_WORK TO BE COMPLETED_
Nothing but the pictures is dropped; write out all the remaining data below exactly.

_DATA EXCERPTS_

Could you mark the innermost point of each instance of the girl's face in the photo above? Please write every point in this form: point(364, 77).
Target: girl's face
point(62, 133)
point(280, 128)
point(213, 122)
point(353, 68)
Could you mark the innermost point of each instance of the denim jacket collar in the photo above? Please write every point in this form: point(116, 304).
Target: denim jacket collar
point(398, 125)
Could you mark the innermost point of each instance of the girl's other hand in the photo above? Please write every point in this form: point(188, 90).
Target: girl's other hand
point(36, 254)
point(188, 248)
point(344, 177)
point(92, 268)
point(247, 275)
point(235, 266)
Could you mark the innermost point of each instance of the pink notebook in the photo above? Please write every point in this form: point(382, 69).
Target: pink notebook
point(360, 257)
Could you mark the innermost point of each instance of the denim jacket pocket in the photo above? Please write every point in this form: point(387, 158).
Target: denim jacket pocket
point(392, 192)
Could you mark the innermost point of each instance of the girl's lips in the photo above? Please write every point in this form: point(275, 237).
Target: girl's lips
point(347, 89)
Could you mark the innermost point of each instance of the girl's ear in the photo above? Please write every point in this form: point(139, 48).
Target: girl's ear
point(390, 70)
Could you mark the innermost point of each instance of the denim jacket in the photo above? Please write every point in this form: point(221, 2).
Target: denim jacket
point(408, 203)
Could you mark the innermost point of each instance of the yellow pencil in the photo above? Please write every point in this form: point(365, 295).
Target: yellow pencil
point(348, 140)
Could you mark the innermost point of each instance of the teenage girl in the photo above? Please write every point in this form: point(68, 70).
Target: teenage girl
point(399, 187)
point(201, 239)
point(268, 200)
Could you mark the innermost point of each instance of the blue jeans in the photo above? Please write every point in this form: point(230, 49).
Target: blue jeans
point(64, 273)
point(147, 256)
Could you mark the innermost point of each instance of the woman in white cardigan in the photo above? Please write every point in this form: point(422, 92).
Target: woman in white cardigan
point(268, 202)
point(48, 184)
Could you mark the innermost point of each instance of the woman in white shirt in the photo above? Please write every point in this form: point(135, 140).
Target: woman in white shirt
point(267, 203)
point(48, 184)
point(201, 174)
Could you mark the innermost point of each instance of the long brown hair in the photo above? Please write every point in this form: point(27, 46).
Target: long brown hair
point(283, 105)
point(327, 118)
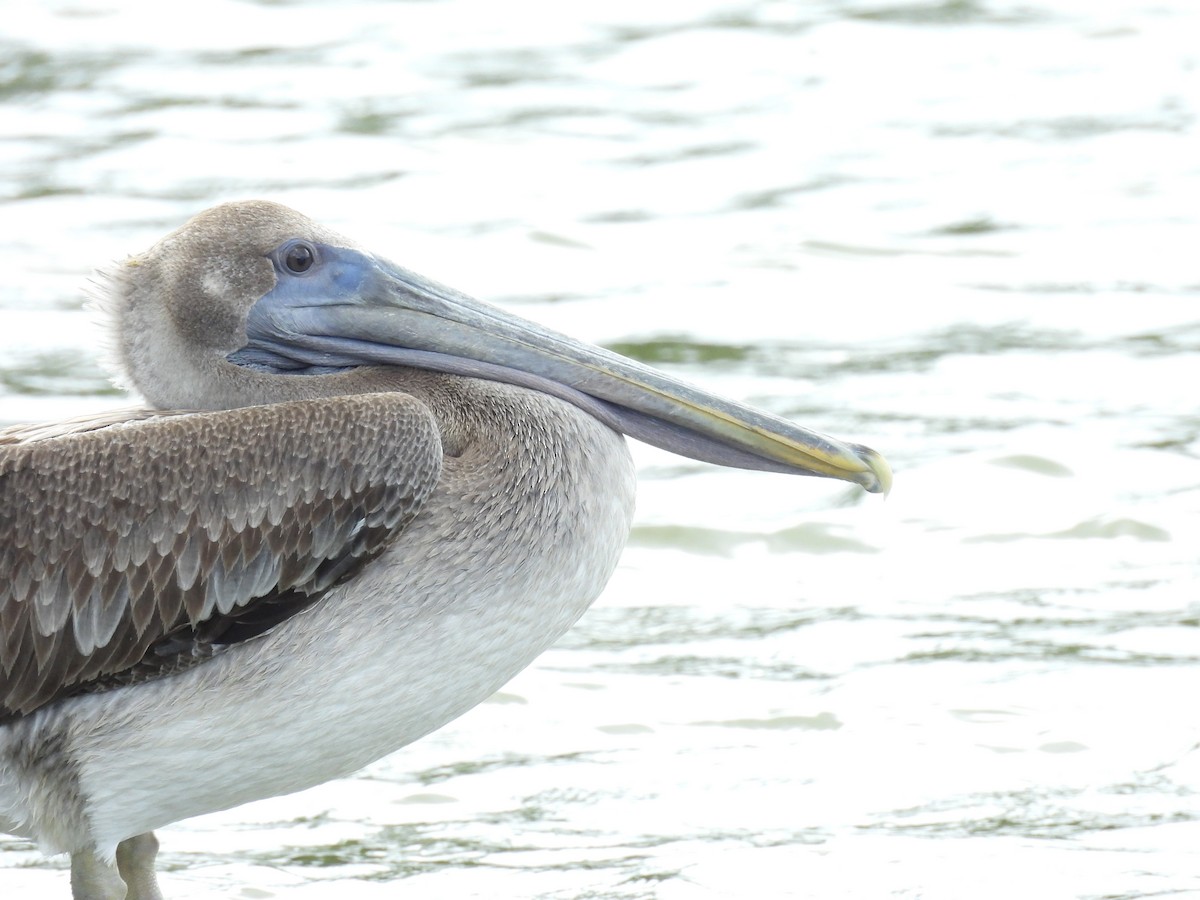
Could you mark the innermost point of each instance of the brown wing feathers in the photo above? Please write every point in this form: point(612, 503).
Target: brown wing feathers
point(113, 540)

_RESULT_
Could you mark the innermost point of each instance of the girl's face in the photo above? Please write every point in this form: point(364, 77).
Target: girl's face
point(62, 133)
point(280, 128)
point(213, 122)
point(353, 68)
Could you mark the innermost point of each instance of the denim jacket collar in the photo above? Please write every point in this form: point(116, 304).
Target: denim jacket collar
point(398, 125)
Could you mark the innermost point of each instance of the girl's other hand in the photo above? Please write every point in this form: point(188, 90).
Target: girl's other hand
point(36, 254)
point(188, 248)
point(344, 177)
point(92, 268)
point(247, 275)
point(235, 266)
Could you mark the innermost point of each instance of the pink notebook in the photo above? Please write every point in this form: point(382, 69).
Target: pink notebook
point(360, 257)
Could you mark the innermost point of each instance of the denim jacket pocket in the photo above? Please write every point in this form: point(387, 158).
Target: denim jacket pocket
point(392, 192)
Could you mark the innermost point of each instance of the girl's lips in the photo above? Please write every point in this form: point(275, 237).
Target: girl's lips
point(347, 89)
Could you mark the innermost point of each instance of the girl's ear in the photo above? Please write every point in this form: point(139, 48).
Target: girl's ear
point(390, 70)
Could you mark the innermost point of each instance of the denim jacket in the photo above? Please write every point in this form: point(221, 2).
Target: denim jacket
point(408, 203)
Could you mark the innermost point of each instance of the yellow pencil in the photo above? Please write every point in this form: point(365, 295).
Target: yellow pencil
point(348, 140)
Could you mark the innermost point of each instance of the teenage girl in the photo above? Please write every point in this form: point(68, 70).
Target: teenage girl
point(399, 187)
point(201, 239)
point(268, 200)
Could you mark the innermost point of each instance of the blue jeans in the photo above? Please write every point in this form: point(230, 49).
Target: blue jeans
point(64, 273)
point(147, 256)
Could you mark the innermost point of each instance of the woman in white cardigan in the photo above? Please write every point in this form: point(422, 92).
Target: woman in white cardigan
point(268, 202)
point(48, 184)
Could you mark the innermost point of each instance of the woman in white shirt in the photo above? Please write every point in this form: point(135, 140).
Target: woman in white shirt
point(267, 203)
point(48, 184)
point(201, 174)
Could you mark the innermost point of each instance of the long brown hair in the photo above? Please write every point in this form: point(27, 46).
Target: long brown hair
point(283, 105)
point(327, 118)
Could you mark the innermost point of each instance of the brown wing feathers in the photo above? Please write every point in this form: point(612, 503).
Target: brown wing feathers
point(113, 540)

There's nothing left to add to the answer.